■ **Exercise details**
Return the material below in full and exactly.
— Start of Available data —
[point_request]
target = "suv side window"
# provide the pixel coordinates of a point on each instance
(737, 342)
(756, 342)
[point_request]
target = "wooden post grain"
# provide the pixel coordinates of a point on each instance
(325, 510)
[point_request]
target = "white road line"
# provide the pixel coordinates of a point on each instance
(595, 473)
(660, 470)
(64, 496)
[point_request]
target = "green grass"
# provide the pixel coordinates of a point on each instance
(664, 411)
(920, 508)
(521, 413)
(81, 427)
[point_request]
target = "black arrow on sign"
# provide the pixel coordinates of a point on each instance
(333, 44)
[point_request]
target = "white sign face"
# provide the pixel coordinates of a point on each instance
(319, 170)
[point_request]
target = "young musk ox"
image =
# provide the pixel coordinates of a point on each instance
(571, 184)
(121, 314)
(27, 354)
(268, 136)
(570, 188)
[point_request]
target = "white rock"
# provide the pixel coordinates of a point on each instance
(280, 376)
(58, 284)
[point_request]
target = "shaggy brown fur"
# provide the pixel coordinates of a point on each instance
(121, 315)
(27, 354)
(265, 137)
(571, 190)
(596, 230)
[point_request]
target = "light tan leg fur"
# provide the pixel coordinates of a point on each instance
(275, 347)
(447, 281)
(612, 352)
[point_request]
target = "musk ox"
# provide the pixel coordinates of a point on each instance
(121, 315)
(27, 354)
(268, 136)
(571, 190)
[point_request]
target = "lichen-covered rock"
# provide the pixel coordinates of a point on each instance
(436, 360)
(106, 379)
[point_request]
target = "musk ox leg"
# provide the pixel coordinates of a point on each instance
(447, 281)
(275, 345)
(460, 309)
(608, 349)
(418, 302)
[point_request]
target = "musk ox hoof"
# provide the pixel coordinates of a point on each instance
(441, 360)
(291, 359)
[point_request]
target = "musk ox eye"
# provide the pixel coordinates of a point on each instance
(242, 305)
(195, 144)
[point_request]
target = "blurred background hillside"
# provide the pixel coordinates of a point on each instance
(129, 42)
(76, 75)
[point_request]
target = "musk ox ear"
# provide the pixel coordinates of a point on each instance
— End of Available data —
■ **Answer for the task**
[point_request]
target = "suv side window"
# provide the pixel coordinates of a point on each instance
(737, 342)
(756, 342)
[point_request]
target = "wooden post grain"
# provide the pixel coordinates of a point on each instance
(325, 510)
[point_request]
target = "white road line"
# provide the pixel coordinates of a point on each instance
(595, 473)
(660, 470)
(64, 496)
[point_request]
target = "green grass"
# provide the pixel coordinates of a point on each instance
(664, 411)
(920, 508)
(521, 413)
(81, 427)
[point_request]
target = "black arrow on sign"
# provide the pixel coordinates of a point on each instance
(333, 44)
[point_request]
target = "white sign face"
# provide the pixel coordinates of a point on each instance
(319, 170)
[point_request]
target = "young musk ox"
image =
# provide the pixel coordinates of a point on each instance
(571, 184)
(121, 314)
(27, 354)
(268, 136)
(570, 188)
[point_request]
target = "white rock"
# provide the pixel coordinates of a point on each instance
(280, 376)
(58, 284)
[point_request]
target = "shaggy brown fur"
# provide the pixel coordinates of a point on each instance
(121, 315)
(27, 354)
(265, 137)
(571, 190)
(596, 230)
[point_request]
target = "light tan leg fur"
# provide the pixel coordinates of a point on each instance
(275, 347)
(447, 281)
(612, 352)
[point_request]
target = "musk ox"
# provide the pixel coordinates of a point on each instance
(121, 315)
(27, 354)
(268, 136)
(571, 190)
[point_request]
target = "lichen-covered rock"
# provide the pixel coordinates of a point on each instance
(436, 360)
(106, 379)
[point_request]
target = "musk ox leg"
# provide the pixel coordinates of a point on each instance
(447, 281)
(275, 345)
(460, 309)
(608, 349)
(418, 302)
[point_request]
target = "musk ox hoof"
# provide the pixel coordinates of a point on each instance
(441, 360)
(291, 359)
[point_request]
target = "musk ox eye"
# provide the pixel coordinates of a point on each instance
(242, 305)
(195, 144)
[point_request]
target = "blurred background hillside"
# provide the pixel coordinates of a point on each instance
(129, 42)
(76, 75)
[point_request]
target = "musk ox ear"
# provide the pixel coordinates of a point on each instance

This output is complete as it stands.